WHAT TO PRODUCE. Using the entries that follow, write out the line containing "Query: french fry", the line containing "Please identify the black wire", and every line between them, exactly and nothing else.

DATA.
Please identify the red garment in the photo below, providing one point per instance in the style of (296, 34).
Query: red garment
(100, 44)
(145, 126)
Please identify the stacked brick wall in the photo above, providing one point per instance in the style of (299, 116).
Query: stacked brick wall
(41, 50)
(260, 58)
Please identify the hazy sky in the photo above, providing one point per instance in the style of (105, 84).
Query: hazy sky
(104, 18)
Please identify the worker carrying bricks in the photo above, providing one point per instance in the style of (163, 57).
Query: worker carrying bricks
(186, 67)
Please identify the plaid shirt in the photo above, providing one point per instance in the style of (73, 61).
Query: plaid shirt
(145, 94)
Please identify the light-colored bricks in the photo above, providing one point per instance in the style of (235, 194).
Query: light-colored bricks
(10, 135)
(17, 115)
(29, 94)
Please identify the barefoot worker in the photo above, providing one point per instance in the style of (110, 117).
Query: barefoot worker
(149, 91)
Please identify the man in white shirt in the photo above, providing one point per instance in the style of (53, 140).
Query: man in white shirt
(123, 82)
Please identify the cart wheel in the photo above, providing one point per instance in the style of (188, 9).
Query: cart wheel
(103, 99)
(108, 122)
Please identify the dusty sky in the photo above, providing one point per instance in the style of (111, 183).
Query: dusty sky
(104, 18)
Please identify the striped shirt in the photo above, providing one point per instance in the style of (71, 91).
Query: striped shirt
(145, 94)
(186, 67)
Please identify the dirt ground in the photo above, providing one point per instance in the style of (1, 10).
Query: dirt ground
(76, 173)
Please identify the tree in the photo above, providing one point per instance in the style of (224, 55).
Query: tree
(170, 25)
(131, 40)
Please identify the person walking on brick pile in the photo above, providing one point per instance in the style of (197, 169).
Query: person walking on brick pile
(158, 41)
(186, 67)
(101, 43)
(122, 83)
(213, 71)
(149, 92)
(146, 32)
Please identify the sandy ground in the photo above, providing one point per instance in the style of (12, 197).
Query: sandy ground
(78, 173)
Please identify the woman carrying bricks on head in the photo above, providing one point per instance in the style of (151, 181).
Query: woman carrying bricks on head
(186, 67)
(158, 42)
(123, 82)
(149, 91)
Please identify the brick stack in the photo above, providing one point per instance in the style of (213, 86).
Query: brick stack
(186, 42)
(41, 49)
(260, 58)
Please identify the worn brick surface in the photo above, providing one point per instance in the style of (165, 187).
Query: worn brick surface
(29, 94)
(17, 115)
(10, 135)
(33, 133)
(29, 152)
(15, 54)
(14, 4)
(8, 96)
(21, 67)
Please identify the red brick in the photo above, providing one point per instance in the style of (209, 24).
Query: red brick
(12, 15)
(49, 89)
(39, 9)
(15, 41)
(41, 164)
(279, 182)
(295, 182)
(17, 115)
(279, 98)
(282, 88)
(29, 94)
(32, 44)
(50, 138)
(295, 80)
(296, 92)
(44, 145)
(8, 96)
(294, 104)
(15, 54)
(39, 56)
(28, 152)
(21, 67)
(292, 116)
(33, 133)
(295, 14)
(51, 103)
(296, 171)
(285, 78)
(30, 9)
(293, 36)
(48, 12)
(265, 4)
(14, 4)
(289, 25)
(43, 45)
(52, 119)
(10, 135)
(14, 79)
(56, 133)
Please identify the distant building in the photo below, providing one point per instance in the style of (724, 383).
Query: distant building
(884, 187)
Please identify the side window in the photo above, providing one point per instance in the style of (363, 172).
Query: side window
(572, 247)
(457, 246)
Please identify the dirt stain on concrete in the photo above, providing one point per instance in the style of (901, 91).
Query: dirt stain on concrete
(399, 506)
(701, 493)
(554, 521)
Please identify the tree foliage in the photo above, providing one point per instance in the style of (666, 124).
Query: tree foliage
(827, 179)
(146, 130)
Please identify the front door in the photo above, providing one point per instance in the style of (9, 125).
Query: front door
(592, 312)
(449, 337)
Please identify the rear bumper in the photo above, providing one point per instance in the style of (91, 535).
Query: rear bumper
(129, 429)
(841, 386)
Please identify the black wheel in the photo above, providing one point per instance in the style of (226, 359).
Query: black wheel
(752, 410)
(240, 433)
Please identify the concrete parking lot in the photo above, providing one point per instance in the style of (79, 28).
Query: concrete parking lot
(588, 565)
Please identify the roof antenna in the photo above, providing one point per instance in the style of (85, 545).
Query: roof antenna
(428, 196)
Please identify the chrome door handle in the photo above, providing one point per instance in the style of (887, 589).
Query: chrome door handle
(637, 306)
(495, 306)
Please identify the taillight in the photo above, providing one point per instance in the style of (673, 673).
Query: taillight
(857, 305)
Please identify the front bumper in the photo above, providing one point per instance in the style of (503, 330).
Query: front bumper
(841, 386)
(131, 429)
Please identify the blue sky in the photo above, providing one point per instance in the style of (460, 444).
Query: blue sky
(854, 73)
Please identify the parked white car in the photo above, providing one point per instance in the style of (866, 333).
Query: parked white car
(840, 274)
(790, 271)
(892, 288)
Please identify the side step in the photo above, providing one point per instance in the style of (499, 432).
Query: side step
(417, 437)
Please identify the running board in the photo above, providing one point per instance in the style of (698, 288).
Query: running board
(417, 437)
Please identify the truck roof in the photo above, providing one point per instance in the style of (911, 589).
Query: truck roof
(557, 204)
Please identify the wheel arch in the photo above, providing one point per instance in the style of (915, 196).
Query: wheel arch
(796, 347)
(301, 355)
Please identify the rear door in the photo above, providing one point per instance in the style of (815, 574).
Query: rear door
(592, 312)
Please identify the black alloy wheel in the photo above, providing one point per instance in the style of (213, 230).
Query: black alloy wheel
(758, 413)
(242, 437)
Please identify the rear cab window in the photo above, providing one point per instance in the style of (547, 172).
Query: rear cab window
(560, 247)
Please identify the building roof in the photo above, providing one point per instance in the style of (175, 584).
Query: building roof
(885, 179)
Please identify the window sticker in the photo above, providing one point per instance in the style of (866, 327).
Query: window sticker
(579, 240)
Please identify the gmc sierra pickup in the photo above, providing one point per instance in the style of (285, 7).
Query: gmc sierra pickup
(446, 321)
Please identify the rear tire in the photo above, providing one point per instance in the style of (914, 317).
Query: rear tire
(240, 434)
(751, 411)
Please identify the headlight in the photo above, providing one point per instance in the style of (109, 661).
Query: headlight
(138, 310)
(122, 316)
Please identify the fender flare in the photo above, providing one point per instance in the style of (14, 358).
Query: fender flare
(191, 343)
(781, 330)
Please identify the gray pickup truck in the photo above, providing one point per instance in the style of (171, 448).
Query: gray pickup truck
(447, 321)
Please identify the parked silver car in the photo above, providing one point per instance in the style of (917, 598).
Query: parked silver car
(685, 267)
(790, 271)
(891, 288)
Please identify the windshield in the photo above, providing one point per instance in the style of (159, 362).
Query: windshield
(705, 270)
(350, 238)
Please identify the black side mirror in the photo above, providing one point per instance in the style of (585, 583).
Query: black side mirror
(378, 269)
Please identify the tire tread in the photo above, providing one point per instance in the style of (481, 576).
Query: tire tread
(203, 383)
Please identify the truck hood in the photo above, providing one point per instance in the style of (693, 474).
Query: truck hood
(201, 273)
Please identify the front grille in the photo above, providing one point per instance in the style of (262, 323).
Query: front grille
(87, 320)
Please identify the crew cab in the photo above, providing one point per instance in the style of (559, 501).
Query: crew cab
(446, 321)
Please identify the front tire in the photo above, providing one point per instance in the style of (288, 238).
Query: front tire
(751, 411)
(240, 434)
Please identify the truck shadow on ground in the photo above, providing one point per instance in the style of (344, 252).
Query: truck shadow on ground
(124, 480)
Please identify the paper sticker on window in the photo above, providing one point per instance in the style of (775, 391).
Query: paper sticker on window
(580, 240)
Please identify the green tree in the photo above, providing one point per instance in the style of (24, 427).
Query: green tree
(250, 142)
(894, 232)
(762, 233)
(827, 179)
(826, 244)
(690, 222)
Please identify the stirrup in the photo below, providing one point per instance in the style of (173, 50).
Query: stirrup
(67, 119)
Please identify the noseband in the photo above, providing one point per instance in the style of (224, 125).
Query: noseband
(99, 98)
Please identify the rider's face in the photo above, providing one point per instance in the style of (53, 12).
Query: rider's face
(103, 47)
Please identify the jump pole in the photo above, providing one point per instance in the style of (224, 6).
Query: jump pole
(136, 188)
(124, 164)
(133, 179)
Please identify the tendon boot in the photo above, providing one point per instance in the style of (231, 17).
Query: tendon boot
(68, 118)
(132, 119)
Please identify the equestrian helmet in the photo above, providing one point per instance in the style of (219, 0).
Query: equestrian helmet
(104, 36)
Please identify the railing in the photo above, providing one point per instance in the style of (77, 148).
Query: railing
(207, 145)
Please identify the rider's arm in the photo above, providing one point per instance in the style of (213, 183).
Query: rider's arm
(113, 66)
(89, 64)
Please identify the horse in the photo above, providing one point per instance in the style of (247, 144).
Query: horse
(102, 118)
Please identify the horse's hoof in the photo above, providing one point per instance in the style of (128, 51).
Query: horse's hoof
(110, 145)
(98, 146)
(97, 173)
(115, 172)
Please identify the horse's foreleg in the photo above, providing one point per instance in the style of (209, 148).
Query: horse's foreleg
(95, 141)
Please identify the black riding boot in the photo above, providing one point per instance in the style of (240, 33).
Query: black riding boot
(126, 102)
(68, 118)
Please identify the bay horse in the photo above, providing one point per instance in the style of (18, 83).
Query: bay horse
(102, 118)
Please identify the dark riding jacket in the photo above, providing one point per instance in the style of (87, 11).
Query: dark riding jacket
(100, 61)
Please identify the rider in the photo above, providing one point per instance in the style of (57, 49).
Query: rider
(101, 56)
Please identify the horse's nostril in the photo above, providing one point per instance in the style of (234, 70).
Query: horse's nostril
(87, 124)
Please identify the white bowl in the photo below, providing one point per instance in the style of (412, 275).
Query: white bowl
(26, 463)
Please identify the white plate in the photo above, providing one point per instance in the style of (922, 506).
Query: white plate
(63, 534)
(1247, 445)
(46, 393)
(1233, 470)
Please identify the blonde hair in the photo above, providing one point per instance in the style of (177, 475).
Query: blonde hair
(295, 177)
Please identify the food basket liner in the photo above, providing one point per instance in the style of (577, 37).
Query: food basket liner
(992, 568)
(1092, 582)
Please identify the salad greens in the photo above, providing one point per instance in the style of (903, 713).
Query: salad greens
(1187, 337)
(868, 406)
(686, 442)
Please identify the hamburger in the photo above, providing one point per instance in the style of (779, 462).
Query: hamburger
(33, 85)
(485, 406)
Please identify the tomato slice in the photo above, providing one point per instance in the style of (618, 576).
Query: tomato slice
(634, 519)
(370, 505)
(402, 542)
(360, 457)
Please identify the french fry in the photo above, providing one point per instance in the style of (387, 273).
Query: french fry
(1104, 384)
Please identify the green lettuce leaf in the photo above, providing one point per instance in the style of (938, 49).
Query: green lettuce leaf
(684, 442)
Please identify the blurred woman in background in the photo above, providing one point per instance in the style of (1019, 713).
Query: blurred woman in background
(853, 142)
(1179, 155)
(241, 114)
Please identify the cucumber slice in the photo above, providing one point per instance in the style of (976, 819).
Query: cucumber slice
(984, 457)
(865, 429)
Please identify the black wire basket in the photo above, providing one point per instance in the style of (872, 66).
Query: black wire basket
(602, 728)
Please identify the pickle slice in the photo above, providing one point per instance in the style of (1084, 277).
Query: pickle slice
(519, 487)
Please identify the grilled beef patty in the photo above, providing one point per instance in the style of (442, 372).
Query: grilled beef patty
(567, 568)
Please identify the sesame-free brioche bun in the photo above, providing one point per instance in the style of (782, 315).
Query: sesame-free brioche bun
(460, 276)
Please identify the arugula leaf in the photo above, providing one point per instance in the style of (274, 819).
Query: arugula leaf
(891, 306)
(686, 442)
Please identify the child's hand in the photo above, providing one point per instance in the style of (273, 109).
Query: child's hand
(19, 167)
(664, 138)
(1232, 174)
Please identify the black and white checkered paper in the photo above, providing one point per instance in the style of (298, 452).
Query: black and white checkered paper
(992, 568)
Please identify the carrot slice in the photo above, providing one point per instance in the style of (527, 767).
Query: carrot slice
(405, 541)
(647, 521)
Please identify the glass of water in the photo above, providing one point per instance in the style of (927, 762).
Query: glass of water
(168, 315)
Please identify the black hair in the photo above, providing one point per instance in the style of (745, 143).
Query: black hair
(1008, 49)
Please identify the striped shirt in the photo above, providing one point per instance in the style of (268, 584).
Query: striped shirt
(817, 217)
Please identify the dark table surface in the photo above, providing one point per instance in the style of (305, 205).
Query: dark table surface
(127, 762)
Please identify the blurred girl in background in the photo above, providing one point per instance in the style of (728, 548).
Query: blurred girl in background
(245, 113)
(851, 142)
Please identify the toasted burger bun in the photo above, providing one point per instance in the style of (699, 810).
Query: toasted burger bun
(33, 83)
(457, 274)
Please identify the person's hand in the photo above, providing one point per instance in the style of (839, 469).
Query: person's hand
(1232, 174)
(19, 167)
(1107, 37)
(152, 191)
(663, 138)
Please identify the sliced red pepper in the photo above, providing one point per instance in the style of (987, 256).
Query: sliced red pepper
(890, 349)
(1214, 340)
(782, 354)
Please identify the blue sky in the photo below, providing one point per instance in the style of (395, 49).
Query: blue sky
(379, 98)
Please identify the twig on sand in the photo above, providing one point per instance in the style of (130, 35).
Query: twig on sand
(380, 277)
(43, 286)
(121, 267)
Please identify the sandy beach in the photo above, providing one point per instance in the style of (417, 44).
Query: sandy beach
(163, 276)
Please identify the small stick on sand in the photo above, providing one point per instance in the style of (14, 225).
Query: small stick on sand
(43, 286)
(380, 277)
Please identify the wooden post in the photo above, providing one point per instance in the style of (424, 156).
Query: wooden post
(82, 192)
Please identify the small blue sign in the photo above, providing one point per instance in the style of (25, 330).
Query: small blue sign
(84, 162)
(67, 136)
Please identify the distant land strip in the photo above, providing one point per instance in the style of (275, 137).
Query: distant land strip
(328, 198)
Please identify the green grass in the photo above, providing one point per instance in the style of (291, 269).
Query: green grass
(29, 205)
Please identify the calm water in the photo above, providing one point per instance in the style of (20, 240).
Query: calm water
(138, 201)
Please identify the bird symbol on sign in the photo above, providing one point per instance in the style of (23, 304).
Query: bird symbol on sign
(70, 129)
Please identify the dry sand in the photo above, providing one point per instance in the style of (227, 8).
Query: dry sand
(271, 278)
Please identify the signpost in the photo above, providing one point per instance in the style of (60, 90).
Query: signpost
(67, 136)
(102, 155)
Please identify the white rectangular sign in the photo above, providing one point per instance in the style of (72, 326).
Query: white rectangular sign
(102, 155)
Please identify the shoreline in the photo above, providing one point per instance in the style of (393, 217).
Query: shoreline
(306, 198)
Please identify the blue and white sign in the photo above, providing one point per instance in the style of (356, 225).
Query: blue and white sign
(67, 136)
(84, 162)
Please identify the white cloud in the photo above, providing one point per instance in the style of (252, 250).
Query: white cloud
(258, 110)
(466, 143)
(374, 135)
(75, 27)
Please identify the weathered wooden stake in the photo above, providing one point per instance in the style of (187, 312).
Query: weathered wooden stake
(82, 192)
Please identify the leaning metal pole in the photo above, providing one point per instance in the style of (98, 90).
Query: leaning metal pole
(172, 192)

EXPECTED ANSWER.
Query: french fry
(1104, 384)
Please identify the green lettuce leaf in the photo above, providing one point per instance in the style of (938, 49).
Query: green lettuce leaf
(684, 442)
Please identify the blurred woman in background in the photo above, providing one point per instance in the style of (1019, 713).
Query: blurred woman in background
(853, 142)
(1179, 155)
(241, 114)
Please identify the cucumber slice in the photo above, providing one point per instance in the style of (976, 819).
Query: cucumber slice
(984, 457)
(865, 429)
Please identify the black wire basket in the photo above, providing one point per instance in the style of (872, 66).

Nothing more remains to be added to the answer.